-- AVAILABLE RECORDS --
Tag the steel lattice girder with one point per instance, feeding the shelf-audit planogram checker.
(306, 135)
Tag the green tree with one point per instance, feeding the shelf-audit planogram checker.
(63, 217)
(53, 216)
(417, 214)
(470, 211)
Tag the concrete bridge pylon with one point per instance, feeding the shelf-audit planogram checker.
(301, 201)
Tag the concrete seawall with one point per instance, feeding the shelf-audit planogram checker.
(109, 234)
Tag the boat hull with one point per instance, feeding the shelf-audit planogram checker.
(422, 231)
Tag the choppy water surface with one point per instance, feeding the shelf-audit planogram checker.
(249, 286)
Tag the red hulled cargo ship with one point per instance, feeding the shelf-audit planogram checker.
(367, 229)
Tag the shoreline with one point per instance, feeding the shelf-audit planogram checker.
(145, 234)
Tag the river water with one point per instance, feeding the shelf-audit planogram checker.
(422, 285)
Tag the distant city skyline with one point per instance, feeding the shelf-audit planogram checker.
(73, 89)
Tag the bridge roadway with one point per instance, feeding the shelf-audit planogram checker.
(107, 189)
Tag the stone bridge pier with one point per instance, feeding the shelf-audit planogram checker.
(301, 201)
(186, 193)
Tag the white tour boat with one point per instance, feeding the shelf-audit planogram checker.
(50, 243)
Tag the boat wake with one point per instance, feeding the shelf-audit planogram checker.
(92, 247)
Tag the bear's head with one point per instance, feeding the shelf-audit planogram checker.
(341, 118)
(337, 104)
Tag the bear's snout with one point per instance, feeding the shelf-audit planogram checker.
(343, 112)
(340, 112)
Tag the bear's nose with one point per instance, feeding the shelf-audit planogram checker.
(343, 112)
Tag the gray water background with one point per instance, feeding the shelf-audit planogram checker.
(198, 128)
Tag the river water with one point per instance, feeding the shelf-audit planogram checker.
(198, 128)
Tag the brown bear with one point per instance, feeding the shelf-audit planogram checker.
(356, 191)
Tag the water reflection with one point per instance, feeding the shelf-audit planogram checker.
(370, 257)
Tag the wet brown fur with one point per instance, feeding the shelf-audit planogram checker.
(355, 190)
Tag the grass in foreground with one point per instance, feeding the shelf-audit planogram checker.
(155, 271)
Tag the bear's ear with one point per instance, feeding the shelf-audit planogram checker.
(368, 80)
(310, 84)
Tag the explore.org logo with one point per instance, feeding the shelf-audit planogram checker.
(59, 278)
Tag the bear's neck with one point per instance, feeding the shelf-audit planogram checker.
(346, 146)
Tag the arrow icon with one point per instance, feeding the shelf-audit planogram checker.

-- WHAT IS EXPECTED --
Reproduce the material above in full, exactly.

-- ANSWER FOR THIS EXERCISE --
Tag the steel lattice girder with one point per instance, feeding the shelf-audit planogram checker.
(306, 135)
Tag the green tree with one point per instance, feeding the shelf-audit planogram checker.
(63, 217)
(53, 216)
(417, 214)
(470, 211)
Tag the concrete bridge pylon with one point per instance, feeding the shelf-audit planogram checker.
(301, 201)
Tag the concrete seawall with one point per instance, feeding the shelf-audit planogram checker.
(109, 234)
Tag the boat hull with one point per instance, feeding the shelf-audit planogram checker.
(422, 231)
Tag the choppy water surface with one point per instance, feeding the shelf-audit planogram checker.
(249, 286)
Tag the red hulled cargo ship with one point per instance, feeding the shelf-audit planogram checker.
(367, 229)
Tag the shoreline with one point per instance, feeding the shelf-audit planogram checker.
(145, 234)
Tag the river water with one point per instance, feeding the shelf-audit planogram checker.
(422, 285)
Tag the distant city skyline with one point per instance, feeding the shelf-audit planogram checker.
(73, 89)
Tag the bridge roadway with one point per instance, feeding the shelf-audit planogram checker.
(107, 189)
Tag the stone bridge pier with one point per instance, feeding the shelf-audit planogram checker.
(301, 201)
(186, 193)
Tag the white tour boat with one point per instance, feeding the shelf-audit planogram checker.
(50, 243)
Tag the boat wake with one point per instance, feeding the shelf-audit planogram checker.
(92, 247)
Tag the bear's head with one point per instance, feeding the shelf-audit planogram checker.
(341, 118)
(337, 104)
Tag the bear's snout with one point per instance, feeding the shelf-audit planogram checker.
(343, 112)
(340, 112)
Tag the bear's nose with one point per instance, feeding the shelf-audit planogram checker.
(343, 112)
Tag the gray water background with one point per instance, feeding the shelf-audit planogram checker.
(198, 128)
Tag the river water with one point per instance, feeding the shelf-audit planogram checker.
(198, 128)
Tag the brown bear with one point per instance, feeding the shelf-audit planogram checker.
(356, 191)
Tag the water reflection with one point per instance, feeding the shelf-audit planogram checker.
(370, 257)
Tag the wet brown fur with one point per instance, feeding the shelf-audit planogram checker.
(355, 190)
Tag the grass in foreground with one point per instance, feeding the shelf-audit planogram checker.
(155, 271)
Tag the bear's ear with one point per instance, feeding the shelf-audit planogram checker.
(368, 80)
(310, 84)
Tag the explore.org logo with one point per instance, feeding the shelf-audit planogram checker.
(59, 278)
Tag the bear's neck with one point per instance, feeding the shelf-audit planogram checker.
(346, 146)
Tag the arrow icon with one point per instance, feeding the shelf-audit planogram checker.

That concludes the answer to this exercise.